§ **What is being asked**: In the wireless power transmission text below, what do magnetic resonance methods design the primary and secondary coils to have?

For the wireless power transmission technology, there are magnetic induction methods and magnetic resonance methods. Magnetic induction methods typically use magnetic induction between primary and secondary coils for wireless power transmission. Magnetic resonance methods typically use resonance for wireless power transmission by designing the primary and secondary coils to have the same resonant frequency.

In the case of the wireless power transmission technology based on the magnetic resonance methods, one resonant coil may be used to charge a plurality of electronic devices.

DISCLOSURE

Technical Problem

The disclosure provides a wireless power transmitter and method for controlling the wireless power transmitter, by which the wireless power transmitter that supplies power to a plurality of wireless power receivers may select one wireless power receiver to visually provide the user with states of charge of all or at least some of the wireless power receivers being charged.

The disclosure also provides a wireless power transmitter and method for controlling the wireless power transmitter by which the wireless power transmitter that supplies power to a plurality of wireless power receivers may select one wireless power receiver to receive a user input. This allows for an allocation of charging priorities to one or more of the wireless power receivers being charged.

Technical Solution

According to an embodiment, a wireless power transmitter includes a plate, a resonant coil, a short-range communication module configured to communicate with a plurality of wireless power receivers which receive power from the resonant coil, and a processor. The processor is communicatively coupled with the short-range communication module. The processor is configured to detect a first wireless power receiver having an inclination or a tilt to the plate or makes a preset motion above the plate among the plurality of wireless power receivers, identify the first wireless power receiver as a master wireless power receiver to indicate states of charge of other ones of the plurality of wireless power receivers, and send the first wireless power receiver a signal indicating that the first wireless power receiver is identified as the master wireless power receiver.

The processor may receive information about amounts of received power of the plurality of wireless power receivers, and determine a coupling coefficient value between each of the plurality of wireless power receivers and the resonant coil based on the amounts of received power of the plurality of wireless power receivers and an amount of transmitted power of the resonant coil.

The processor may detect the first wireless power receiver in response to a coupling coefficient value between the first wireless power receiver and the resonant coil being within a preset range.

The processor may detect the first wireless power receiver in response to a coupling coefficient value between the first wireless power receiver and the resonant coil being maintained at a preset value or less for a preset period of time.

The processor may detect the first wireless power receiver in response to a coupling coefficient value between the first wireless power receiver and the resonant coil changing being in a preset pattern.

The processor may receive inclination information of the plurality of wireless power receivers, and detect the first wireless power receiver based on the inclination information of the plurality of wireless power receivers.

The processor may send information about a state of charge of each of the plurality of wireless power receivers to the master wireless power receiver.

The processor may receive information about priorities of the plurality of wireless power receivers from the master wireless power receiver, calculate required power for each of plurality of wireless power receivers based on the priority information, and send information about the calculated required power to each of the plurality of wireless power receivers.

The processor may obtain information about priorities of the plurality of wireless power receivers from the master wireless power receiver, and control transmission power of the resonant coil based on the priority information.

The processor may send information indicating that there is no other wireless power receiver being charged to the master wireless power receiver based on a fact that there is no wireless power receiver receiving power through the resonant coil except for the master wireless power receiver.

§ **Dataset extract**:
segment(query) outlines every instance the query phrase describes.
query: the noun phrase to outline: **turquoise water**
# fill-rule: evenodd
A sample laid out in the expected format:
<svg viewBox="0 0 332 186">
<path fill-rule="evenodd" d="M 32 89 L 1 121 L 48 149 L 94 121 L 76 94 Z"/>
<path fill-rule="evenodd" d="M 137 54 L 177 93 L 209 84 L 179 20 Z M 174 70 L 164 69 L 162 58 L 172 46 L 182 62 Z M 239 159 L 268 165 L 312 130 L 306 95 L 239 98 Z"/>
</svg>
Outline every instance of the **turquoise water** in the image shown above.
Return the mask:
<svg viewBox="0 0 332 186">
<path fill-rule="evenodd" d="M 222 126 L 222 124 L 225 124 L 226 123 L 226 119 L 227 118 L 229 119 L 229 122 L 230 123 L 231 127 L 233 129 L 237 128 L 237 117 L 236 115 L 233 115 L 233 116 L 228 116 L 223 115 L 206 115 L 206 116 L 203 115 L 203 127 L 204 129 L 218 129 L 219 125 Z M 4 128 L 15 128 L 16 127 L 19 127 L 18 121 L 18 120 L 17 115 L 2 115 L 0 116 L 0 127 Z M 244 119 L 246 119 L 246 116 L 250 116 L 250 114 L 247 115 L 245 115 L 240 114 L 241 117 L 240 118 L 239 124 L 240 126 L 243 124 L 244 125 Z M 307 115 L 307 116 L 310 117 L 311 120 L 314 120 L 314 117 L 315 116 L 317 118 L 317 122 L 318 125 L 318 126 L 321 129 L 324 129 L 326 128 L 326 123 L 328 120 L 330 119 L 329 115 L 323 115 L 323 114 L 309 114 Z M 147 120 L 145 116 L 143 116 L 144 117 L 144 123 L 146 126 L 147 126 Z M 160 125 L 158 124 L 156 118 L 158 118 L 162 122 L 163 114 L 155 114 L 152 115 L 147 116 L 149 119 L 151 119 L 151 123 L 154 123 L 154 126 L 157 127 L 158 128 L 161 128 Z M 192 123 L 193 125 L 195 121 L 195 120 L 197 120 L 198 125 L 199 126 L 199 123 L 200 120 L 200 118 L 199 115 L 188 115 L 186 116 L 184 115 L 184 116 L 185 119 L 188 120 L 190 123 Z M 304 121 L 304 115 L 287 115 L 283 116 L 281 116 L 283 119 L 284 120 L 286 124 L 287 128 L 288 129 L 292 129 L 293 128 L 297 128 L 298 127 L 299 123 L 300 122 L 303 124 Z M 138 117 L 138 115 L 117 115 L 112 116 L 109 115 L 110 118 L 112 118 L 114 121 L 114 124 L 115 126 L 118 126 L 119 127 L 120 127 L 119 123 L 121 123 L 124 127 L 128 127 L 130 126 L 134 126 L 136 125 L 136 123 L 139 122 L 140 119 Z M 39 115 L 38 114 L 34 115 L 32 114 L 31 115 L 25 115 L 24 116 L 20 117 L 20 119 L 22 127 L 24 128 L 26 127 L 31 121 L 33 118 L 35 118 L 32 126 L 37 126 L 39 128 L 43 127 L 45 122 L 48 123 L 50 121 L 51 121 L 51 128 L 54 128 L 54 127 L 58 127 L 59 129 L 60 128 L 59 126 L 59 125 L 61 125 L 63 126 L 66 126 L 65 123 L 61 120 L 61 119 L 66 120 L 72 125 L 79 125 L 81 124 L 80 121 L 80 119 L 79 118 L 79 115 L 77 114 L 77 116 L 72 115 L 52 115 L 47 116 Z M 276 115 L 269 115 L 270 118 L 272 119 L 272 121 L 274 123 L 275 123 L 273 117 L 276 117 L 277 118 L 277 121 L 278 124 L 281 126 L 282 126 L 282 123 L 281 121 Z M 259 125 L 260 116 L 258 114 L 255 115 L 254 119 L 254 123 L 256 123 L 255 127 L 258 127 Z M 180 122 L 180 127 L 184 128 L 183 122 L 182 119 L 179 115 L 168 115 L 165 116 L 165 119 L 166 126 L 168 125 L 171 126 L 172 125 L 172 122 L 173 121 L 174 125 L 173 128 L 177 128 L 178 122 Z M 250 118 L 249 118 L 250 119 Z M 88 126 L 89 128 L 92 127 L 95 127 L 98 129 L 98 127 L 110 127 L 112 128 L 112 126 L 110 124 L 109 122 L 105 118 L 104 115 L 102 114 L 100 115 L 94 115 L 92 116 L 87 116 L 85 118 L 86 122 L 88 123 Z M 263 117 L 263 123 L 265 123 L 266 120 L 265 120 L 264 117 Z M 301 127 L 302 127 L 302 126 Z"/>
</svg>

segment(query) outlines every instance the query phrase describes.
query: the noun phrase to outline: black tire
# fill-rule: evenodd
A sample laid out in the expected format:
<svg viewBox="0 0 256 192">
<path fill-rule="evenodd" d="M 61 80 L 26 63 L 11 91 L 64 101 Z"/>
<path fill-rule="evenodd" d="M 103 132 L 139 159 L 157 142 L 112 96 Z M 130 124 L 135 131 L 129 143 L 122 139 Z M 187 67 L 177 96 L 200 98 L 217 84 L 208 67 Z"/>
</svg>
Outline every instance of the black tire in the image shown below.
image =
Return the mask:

§ **Output for this exercise**: The same resonant frequency.